■ **What is required**: Rewrite the records from the line with "Question. Mark every instance of the window" to the line with "x=114 y=402", swapping "stone surround" for "brick surround" and leaving everything else as it is.

— BEGIN Dataset entries —

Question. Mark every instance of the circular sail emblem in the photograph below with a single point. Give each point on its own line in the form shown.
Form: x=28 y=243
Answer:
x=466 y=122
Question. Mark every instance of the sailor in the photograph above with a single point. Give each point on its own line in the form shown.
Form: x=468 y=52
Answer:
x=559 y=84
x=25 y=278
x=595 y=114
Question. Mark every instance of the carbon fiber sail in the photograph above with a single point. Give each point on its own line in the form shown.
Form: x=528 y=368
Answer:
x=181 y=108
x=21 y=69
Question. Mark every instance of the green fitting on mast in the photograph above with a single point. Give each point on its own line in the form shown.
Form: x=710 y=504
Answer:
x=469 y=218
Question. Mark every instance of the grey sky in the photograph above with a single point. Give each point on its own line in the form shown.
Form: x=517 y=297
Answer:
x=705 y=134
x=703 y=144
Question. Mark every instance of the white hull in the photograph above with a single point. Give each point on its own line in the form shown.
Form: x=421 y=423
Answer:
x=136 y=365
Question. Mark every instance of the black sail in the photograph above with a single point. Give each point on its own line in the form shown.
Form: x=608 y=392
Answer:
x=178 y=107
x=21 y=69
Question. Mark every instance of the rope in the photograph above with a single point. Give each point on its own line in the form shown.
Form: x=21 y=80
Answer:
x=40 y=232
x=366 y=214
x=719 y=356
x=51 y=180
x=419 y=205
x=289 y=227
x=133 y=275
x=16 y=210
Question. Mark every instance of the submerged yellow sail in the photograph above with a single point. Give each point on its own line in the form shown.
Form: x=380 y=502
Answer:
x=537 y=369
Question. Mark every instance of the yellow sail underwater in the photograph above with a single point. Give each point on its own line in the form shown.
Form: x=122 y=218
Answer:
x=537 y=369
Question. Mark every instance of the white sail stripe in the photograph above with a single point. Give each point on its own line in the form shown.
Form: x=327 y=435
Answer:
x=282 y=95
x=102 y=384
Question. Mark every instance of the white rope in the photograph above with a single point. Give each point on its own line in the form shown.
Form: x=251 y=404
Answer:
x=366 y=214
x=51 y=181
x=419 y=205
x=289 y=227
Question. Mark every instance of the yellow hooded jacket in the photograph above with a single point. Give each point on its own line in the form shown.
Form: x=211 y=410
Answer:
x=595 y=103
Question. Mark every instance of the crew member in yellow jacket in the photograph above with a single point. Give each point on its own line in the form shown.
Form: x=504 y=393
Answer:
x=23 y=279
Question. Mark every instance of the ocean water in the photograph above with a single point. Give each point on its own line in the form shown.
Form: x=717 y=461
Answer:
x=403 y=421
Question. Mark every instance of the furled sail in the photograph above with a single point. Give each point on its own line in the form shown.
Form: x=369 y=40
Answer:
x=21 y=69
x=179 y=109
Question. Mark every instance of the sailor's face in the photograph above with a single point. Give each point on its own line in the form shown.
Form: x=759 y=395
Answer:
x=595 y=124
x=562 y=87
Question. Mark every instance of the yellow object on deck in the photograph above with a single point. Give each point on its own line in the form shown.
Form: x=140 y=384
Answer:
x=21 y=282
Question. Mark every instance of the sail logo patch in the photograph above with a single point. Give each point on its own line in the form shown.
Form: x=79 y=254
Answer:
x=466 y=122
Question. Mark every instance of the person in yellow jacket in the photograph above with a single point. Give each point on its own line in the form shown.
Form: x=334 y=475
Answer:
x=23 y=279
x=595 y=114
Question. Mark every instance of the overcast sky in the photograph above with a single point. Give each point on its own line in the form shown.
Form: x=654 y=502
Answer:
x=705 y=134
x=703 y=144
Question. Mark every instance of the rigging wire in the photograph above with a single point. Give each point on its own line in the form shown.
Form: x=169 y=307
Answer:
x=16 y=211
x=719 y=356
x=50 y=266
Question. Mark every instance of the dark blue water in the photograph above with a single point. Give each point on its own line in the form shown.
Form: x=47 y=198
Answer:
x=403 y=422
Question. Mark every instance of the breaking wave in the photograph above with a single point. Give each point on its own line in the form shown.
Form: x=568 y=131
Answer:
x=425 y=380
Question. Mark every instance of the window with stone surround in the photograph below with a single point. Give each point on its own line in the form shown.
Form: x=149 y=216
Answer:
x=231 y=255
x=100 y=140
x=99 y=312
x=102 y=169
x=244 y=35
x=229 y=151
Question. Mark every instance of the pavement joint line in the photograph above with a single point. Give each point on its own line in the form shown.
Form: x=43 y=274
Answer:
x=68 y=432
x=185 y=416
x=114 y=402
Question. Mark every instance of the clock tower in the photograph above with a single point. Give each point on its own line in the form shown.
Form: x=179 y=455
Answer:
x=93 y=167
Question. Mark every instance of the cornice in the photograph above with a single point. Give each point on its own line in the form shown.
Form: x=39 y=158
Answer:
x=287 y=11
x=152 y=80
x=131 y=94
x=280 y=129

— END Dataset entries —

■ **Solved problem**:
Question. Mark every instance of the window with brick surround in the photograph below with a single point. Give each point on its own line in the form shown.
Form: x=149 y=216
Answer:
x=231 y=255
x=100 y=140
x=99 y=312
x=102 y=169
x=244 y=35
x=229 y=151
Question. Mark every instance of the pavement joint line in the photograph above with a single point. Give each point on its own line in the form shown.
Form: x=43 y=274
Answer:
x=68 y=432
x=185 y=416
x=114 y=402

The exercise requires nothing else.